A data block

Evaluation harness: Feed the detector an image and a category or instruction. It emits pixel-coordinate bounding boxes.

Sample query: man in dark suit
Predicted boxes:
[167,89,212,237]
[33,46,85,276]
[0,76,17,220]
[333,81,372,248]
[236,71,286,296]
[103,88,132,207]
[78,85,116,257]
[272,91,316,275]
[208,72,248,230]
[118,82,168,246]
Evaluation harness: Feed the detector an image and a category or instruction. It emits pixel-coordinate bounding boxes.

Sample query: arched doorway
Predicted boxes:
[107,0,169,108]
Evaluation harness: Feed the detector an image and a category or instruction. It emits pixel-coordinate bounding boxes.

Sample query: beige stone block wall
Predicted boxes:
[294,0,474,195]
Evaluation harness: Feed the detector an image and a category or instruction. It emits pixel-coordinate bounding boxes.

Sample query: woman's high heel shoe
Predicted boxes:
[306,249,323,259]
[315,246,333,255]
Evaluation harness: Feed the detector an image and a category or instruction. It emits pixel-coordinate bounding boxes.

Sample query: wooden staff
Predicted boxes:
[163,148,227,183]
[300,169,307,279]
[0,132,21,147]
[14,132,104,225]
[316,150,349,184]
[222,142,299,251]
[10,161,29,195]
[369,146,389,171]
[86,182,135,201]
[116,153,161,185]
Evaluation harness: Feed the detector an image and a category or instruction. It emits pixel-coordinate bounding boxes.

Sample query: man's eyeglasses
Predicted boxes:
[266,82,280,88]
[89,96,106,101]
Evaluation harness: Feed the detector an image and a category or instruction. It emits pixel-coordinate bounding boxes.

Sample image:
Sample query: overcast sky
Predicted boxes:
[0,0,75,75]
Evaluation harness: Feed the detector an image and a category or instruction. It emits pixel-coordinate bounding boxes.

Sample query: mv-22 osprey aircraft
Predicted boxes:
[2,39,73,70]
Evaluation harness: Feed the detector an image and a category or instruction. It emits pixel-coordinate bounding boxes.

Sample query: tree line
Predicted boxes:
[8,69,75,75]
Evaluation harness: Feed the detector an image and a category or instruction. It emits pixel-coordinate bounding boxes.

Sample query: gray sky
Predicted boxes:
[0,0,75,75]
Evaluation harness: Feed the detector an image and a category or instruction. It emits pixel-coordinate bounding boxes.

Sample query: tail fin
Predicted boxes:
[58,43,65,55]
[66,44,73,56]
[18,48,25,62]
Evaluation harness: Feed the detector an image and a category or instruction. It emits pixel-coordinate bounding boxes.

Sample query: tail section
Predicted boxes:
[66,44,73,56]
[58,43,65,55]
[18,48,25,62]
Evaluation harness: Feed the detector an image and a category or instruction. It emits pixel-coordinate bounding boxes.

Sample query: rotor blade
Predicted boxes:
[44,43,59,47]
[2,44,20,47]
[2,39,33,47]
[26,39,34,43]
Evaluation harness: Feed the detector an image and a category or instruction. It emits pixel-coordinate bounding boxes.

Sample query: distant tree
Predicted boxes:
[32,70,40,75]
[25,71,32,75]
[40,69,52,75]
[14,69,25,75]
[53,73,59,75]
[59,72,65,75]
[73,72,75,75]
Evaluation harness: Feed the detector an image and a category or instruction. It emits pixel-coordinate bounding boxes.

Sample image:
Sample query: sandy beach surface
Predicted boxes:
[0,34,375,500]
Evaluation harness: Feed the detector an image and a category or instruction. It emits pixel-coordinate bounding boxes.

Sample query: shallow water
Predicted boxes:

Task details:
Recast the entries as a JSON list of strings, starting at the first line and ending at the line that contains "[272,91,316,275]". Use one string per line and leave out blank lines.

Answer below:
[
  "Evaluation harness: Feed the detector an image and a category or instruction. It emits pixel-coordinate bounding boxes.",
  "Sample query: man in dark suit",
  "Predicted boxes:",
  "[167,89,212,237]",
  "[33,46,85,276]",
  "[0,76,17,220]",
  "[333,81,372,248]",
  "[236,71,286,296]",
  "[103,88,132,207]",
  "[78,85,116,257]",
  "[272,91,316,275]"
]